[The problem]
Reproduce each of the following entries line for line, with no changes.

[Dataset entries]

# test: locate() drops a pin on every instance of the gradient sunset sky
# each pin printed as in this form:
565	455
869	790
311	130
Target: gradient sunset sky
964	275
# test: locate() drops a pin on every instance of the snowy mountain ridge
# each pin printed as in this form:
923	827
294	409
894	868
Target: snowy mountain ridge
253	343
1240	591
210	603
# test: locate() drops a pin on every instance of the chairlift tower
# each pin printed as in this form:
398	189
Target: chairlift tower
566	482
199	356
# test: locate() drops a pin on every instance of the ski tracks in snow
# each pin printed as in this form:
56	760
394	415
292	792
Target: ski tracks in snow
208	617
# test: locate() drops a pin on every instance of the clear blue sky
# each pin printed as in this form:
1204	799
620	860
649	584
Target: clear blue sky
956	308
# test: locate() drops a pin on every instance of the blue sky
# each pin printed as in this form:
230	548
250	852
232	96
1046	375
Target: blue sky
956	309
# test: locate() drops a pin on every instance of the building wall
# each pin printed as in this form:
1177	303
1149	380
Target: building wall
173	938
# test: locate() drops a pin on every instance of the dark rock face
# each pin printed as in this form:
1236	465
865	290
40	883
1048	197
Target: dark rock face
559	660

[Answer below]
# test: locate() drops a pin on every instance of the gradient sunset sky
# each pin printed as in this form:
565	455
869	790
311	130
Target: gradient sunset sky
964	275
# test: locate() drops a pin on every instance of the snowy mountain ridge
# each pin printed as in this form:
923	827
294	409
894	868
Target: snowy mountain ridge
253	343
1240	591
210	603
# test: locate() drops a pin on every instance of the chairlift tower
# each pin printed as in this form:
398	189
Target: chairlift tower
566	482
199	356
# test: locate() drops a pin on every instance of the ski tracks in snow
# each pin printed as in this form:
56	760
394	415
292	792
Target: ski tracks in snow
208	617
# test: locate() drops a pin on every instance of the clear blue sky
# each pin printed as in this form:
1204	799
620	860
649	584
Target: clear blue sky
956	308
# test: locate() drops a pin on every instance of the blue sky
# each pin printed as in this form:
230	548
250	852
232	96
1046	375
Target: blue sky
956	309
# test: locate() drops a pin on every instance of the building wall
# each pin printed as in this form:
1177	303
1149	380
Target: building wall
173	938
# test: locate() drops a pin on every instance of the dark rock face
# each pin printed as in this form:
1236	465
865	290
40	883
1048	197
Target: dark rock face
559	660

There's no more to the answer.